Text shown:
---------------

Personal question for poll: re: HS reunion

Not wanting to hijack This thread by Mr. Blue Sky, I’ve started my own, with a different question. All responses appreciated.

This much I posted in the referenced thread:*
Wood shop, metal shop, auto shop and eventual dropout guy checking in…

It’s a long way from here to Miami, Florida, but there are a few guys from high school that I wouldn’t mind seeing, learn how it turned out for them and so forth. There are about seven or eight girls that would probably love it if I showed up. They could give me one last, richly deserved, “fuck you” face to face. I could shoot it right back at them, and that would be just as richly deserved. You know the kind I favored. Flashy, slightly slutty girls that didn’t go home after school. They hung around stores and places, drinking cokes and smoking cigarettes. Yeah, several of them owe me a “fuck you”, as I do them.
There’s one girl I’d like to see, if her platinum-blonde hair has turned a scraggly gray and she has added 200 more pounds to her skinny-assed five foot, three inch frame. I’d pay money to see that!

But then, Linda might be there and I ain’t got the guts to face her. Hell, I don’t even have the guts to send an email to her.

I don’t want to hijack this thread, so, coming soon to an IMHO thread near you: A poll Re: Linda & reunions.*

Now for the new stuff:

Linda was a plain looking girl. Not ugly or anything, just plain. Her clothes were inexpensive and she wore the same outfits more frequently than most other girls did. She was kinda’ cool. Like when us guys would wad up a piece of paper and throw it around the classroom when the teacher was writing on the blackboard, most girls would let it fall to the floor and give a “how immature” sort of look, but Linda always caught the paper and threw it at somebody else. Or we’d pre-arrange for everybody to cough loudly, at six minutes after 2 o’clock. Most girls wouldn’t join in, but Linda always coughed along with the guys.
Linda and I had lunch period at the same time our junior year and sometimes if she was already seated I’d go sit by her or across from her and we’d gossip. She’d do the same if I was already seated. Nothin’ big.
I guess she was a “friend” as far as it went. Back in those ancient days, guys and girls weren’t friends in the sense that they seem to be now. Back then, if you went to a girls’ house to study or just hang out with her, she was your girlfriend. Otherwise, you hung out with the guys.

Then one Friday night late in the football season I rode to the game with three other guys in one of other’s cars. Towards the end of the game, we started talking to Linda and two girls she was hanging around with. They were all spending the night at Linda’s. We offered them a ride home and they accepted, so all seven of us crammed into the car, four in the back seat, with Linda next to the door on the right side, and me scrunched right up against her.

---------------

Data lines:
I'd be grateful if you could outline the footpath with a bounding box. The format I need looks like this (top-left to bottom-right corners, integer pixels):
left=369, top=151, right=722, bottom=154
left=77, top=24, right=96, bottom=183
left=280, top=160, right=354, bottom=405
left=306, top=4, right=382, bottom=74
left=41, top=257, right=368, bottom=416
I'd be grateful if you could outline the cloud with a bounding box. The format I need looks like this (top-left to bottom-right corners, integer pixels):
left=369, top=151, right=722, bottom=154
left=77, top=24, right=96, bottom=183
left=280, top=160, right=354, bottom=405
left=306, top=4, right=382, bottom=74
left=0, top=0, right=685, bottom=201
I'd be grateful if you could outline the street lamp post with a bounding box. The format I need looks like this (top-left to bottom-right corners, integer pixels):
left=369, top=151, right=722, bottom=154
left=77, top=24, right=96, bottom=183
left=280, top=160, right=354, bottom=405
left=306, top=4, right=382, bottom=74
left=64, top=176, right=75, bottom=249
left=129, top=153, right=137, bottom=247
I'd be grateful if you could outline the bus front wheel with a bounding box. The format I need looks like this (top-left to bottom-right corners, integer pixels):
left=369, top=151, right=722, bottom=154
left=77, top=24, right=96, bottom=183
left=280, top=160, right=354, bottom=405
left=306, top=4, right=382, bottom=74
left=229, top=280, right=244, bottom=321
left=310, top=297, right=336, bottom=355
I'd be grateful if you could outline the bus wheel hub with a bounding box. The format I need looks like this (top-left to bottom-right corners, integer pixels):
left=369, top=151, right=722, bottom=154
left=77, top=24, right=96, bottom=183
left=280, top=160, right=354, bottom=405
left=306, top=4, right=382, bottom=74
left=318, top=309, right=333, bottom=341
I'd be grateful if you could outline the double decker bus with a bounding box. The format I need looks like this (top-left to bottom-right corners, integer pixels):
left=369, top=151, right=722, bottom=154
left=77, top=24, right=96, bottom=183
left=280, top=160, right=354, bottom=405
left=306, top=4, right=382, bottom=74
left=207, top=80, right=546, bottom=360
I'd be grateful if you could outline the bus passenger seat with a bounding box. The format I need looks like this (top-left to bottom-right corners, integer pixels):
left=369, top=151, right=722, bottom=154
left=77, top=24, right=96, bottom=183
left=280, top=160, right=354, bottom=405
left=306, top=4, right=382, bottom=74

---------------

Exercise:
Copy, word for word, everything in the post about a high school reunion from "Then one Friday" down to "up against her.".

Answer:
Then one Friday night late in the football season I rode to the game with three other guys in one of other’s cars. Towards the end of the game, we started talking to Linda and two girls she was hanging around with. They were all spending the night at Linda’s. We offered them a ride home and they accepted, so all seven of us crammed into the car, four in the back seat, with Linda next to the door on the right side, and me scrunched right up against her.